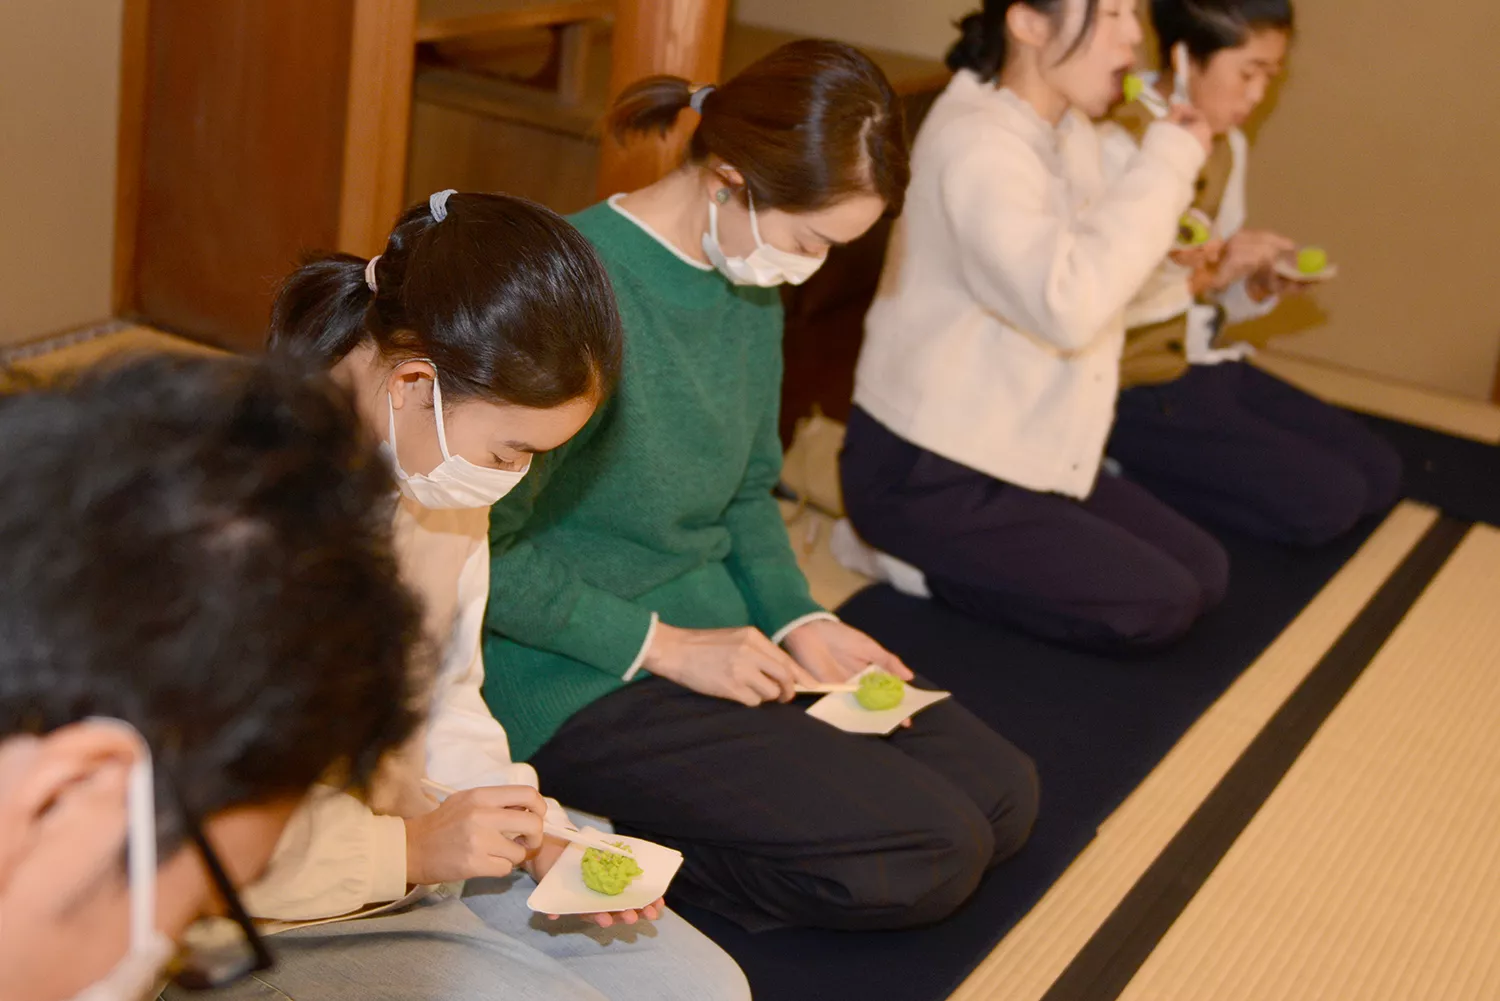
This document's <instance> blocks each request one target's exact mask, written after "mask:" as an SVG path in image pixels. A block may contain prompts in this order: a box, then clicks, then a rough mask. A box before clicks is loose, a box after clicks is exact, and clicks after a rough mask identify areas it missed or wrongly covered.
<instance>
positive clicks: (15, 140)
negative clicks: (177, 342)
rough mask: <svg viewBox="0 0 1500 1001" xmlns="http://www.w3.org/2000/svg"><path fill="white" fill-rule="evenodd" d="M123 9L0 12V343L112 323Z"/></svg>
mask: <svg viewBox="0 0 1500 1001" xmlns="http://www.w3.org/2000/svg"><path fill="white" fill-rule="evenodd" d="M121 2H123V0H5V3H0V120H3V122H5V140H3V141H5V150H3V153H0V200H3V201H0V204H5V227H3V228H0V344H13V342H17V341H26V339H30V338H36V336H42V335H46V333H52V332H57V330H65V329H68V327H77V326H83V324H87V323H92V321H96V320H104V318H107V317H108V315H110V282H111V261H113V249H114V162H115V126H117V120H118V80H120V15H121Z"/></svg>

::::

### EXERCISE OBJECTIVE
In the entries above, some lines hold the string "instance". Copy each of them.

### ANSWER BELOW
This document's <instance> blocks each request one target's exact mask, written after "mask:" as an SVG path in image pixels. A block may contain prompts in this order: a box, then clicks, then a rough mask. A box before clicks is loose, a box after clicks is exact, and clicks after a rough mask identify areas it missed or wrongly covered.
<instance>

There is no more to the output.